Extract:
# mice in ice melt pile



## somervillesnow (Nov 10, 2011)

I am going to buy ice melt by the yard and store a couple yards outdoors in a tarp with walls and covered by another tarp) on my property. Will mice want to burrow in that ice melt?


----------



## REAPER (Nov 23, 2004)

somervillesnow;1504270 said:


> I am going to buy ice melt by the yard and store a couple yards outdoors in a tarp with walls and covered by another tarp) on my property. Will mice want to burrow in that ice melt?


Only if you leave bottles of Tequila opened next to it. :laughing:

I have never heard of a mouse problem with salt piles myself.


----------



## potskie (Feb 9, 2011)

Had a frog problem once. Shop used to be beside a swamp and we would find dozens of frog carcasses along the edge of the salt pile. Things would be mummified as the salt would dry em right out.

Never heard of mice tho.


----------



## coldcoffee (Jul 17, 2008)

They would look like Christmas tree ornaments and if the tail curls enough...you wouldn't need any hooks.


----------



## GSS LLC (Jul 7, 2012)

they would only provide additional traction as they flew out the back of the sander....


----------



## rcn971 (Jan 28, 2011)

Salt = Death...lol, so prolly not


----------



## Ne1 (Jan 15, 2007)

I had mice in my salt bin. It was next to a field so maybe that was part of the problem. They burroughed into it just like it was dirt.


----------



## Longae29 (Feb 15, 2008)

Breaking up last years remaining salt in our bin, I came across this guy....There was only one, he seemed pretty happy until a big chunk fell on him, and then he got rolled over by the skidsteer.


----------



## Kubota 8540 (Sep 25, 2009)

Data:
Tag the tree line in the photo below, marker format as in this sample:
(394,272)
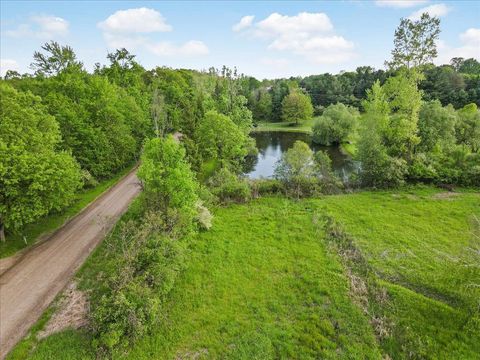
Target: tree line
(64,129)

What is asked:
1) Based on the forum thread about mice in ice melt, state whether each statement agrees with it. Answer yes or no for each, and quote the words that decide it.
(a) somervillesnow plans to keep the ice melt outdoors under tarps.
(b) potskie has had trouble with mice in a salt pile.
(c) Ne1 says the salt bin that had mice stood next to a field.
2) In the forum thread about mice in ice melt, where was potskie's shop located?
3) Pick up the forum thread about mice in ice melt at the point where it stops.

Results:
1)
(a) Yes: "store a couple yards outdoors in a tarp with walls and covered by another tarp"
(b) No: "Never heard of mice tho."
(c) Yes: "It was next to a field"

2) Beside a swamp.

3)
Longae29;1521931 said:


> Breaking up last years remaining salt in our bin, I came across this guy....There was only one, he seemed pretty happy until a big chunk fell on him, and then he got rolled over by the skidsteer.


True Plowsite member dedication. Stop the skidsteer and take a picture of a mouse on the salt pile. :laughing:


----------



## Longae29 (Feb 15, 2008)

The funny thing was, as I was working my way to the back of the pile I was thinking will there be a mouse? Thinking specifically of this thread I knew I needed a pic. Doesn't say plowsite.Com addict under my name for nothing......I hate mice so if I hadn't been in the skidsteer I would have been long gone.


----------



## ducaticorse (Oct 16, 2012)

I wish I could stab the guy who started this thread in the throat and get away with it.


----------



## Ramairfreak98ss (Aug 17, 2005)

ducaticorse;1522485 said:


> I wish I could stab the guy who started this thread in the throat and get away with it.


 lol. .. ome don't have much sense to them i guess.


----------



## Longae29 (Feb 15, 2008)

ducaticorse;1522485 said:


> I wish I could stab the guy who started this thread in the throat and get away with it.


Bump for "how do you really feel"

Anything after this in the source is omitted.